▶ **READING TEXT**
<<<<
The scene in the painting shows a woman lying in bed. On one side of her is a doctor taking her pulse and recording something. On the other side, there’s a nun holding a child. The figures represent two different kinds of help. The doctor stands for science or medicine, while the nun and child represent charity or faith-based care. The title, Science and Charity, names both of these.

Picasso’s father, José Ruiz Blasco, was an art teacher who taught him to draw and paint. Picasso started learning formal art techniques from a young age. He spent time at the Escola de Belles Arts in Barcelona, where his father also taught. By the time he was a teenager, he had already learned the traditional academic approach to painting, including how to build a composition and how to use light and shadow.

This painting was made during a period when young artists were expected to copy classical models and master academic painting before experimenting with new styles. Science and Charity was exhibited in local art shows in Spain and received awards. The people in the painting were modeled from real life—Picasso used his father as the doctor figure.

The painting’s style follows the realist tradition. The figures are shown with lifelike detail, and the setting includes recognizable objects like the iron bed frame and the glass bottle, which help place the scene in a hospital or home care environment from the late 1800s. There are no symbolic objects beyond the figures themselves and their positions. The nun and the child were often used in art of this time to suggest care or religious support, but Picasso doesn’t include any supernatural imagery.


 


This painting was made around the time Picasso finished his formal training as an art student. The subject he chose connects to an earlier tradition in painting—specifically, he’s referencing a theme that artists like Édouard Manet explored. One example is Manet’s The Absinthe Drinker, painted in the 1850s. That subject—a lone person drinking absinthe, a strong alcoholic drink that was also believed to have mind-altering effects—appears in several 19th-century works. Absinthe was popular among some writers and artists, who thought it helped spark creativity.
>>>>
▶ **Source records**
<<<<
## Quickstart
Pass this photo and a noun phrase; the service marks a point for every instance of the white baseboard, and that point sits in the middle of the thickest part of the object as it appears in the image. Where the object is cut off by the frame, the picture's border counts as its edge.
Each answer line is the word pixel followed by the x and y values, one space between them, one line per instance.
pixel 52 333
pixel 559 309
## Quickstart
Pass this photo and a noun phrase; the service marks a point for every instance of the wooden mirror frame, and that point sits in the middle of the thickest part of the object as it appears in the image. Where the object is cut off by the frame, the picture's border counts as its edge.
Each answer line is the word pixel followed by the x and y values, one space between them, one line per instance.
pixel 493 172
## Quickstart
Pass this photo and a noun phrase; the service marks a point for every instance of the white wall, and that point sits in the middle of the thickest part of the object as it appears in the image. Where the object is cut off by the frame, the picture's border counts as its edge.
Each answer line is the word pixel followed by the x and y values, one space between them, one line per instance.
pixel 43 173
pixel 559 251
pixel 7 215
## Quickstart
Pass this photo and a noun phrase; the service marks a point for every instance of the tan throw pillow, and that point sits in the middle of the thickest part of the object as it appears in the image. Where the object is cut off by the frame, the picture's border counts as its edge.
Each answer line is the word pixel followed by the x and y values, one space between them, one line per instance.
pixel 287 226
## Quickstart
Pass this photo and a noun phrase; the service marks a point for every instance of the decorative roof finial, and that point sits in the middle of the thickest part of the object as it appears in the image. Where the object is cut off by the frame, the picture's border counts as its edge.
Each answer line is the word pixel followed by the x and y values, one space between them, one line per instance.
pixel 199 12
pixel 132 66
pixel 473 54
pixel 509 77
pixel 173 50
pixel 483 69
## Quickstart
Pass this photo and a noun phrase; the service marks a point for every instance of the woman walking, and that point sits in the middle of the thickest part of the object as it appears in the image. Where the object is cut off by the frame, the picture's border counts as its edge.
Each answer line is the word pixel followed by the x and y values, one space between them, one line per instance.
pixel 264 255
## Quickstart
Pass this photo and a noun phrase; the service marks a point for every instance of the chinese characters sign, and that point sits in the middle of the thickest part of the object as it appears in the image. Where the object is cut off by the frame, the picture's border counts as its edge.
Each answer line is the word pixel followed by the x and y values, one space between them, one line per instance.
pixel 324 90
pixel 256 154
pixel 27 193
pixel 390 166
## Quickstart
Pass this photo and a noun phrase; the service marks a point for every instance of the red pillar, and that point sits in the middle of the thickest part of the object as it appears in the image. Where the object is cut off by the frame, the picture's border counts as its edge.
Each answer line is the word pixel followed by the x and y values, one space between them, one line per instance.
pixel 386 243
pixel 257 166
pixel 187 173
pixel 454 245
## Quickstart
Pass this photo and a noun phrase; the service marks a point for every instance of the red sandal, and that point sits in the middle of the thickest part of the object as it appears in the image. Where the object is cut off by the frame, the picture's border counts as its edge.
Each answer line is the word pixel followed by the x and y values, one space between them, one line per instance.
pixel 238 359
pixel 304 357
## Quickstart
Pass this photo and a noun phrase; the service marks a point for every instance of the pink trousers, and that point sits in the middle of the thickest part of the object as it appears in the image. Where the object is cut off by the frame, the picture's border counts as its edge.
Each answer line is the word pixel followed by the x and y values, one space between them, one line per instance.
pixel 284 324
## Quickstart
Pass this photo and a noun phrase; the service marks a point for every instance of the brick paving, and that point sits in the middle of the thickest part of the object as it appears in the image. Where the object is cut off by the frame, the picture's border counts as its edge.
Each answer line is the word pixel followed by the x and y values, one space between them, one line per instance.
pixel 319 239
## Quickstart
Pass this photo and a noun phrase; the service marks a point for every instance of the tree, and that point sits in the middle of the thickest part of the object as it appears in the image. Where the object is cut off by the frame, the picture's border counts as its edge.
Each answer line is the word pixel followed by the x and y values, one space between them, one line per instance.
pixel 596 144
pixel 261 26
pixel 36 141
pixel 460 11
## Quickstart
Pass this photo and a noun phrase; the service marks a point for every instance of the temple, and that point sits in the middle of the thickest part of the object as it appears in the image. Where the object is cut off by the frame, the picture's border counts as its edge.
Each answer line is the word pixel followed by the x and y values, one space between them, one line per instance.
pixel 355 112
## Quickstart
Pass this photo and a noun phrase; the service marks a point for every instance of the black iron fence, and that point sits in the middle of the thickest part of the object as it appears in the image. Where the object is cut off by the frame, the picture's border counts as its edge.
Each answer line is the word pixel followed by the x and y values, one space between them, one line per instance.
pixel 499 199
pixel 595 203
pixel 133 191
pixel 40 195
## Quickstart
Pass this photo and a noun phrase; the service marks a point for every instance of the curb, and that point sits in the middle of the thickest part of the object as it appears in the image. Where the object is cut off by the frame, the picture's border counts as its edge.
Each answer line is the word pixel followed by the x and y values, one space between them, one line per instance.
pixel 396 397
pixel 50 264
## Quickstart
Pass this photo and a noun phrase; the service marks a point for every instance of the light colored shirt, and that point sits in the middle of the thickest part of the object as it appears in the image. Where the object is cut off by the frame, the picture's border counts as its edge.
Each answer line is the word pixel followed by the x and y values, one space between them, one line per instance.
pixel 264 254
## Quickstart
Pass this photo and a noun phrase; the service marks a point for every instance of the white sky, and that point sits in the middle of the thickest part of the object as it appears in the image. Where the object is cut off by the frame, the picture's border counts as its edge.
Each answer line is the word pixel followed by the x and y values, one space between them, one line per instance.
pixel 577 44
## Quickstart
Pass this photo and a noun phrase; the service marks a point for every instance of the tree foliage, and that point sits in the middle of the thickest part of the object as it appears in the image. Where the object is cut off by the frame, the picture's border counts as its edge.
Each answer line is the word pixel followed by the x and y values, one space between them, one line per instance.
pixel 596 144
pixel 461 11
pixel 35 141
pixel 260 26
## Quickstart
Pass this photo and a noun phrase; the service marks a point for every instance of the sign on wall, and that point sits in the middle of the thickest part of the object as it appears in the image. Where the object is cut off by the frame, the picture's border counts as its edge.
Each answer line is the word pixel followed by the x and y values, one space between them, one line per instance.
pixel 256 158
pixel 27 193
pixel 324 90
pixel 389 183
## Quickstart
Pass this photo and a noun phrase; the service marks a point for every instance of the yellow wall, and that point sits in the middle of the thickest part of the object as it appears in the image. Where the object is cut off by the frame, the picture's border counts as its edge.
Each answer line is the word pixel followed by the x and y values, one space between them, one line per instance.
>>>>
▶ **TO DO**
According to the text about Picasso's painting Science and Charity, who served as the model for the doctor?

▶ **RESULT FOR THIS EXERCISE**
Picasso's father, José Ruiz Blasco.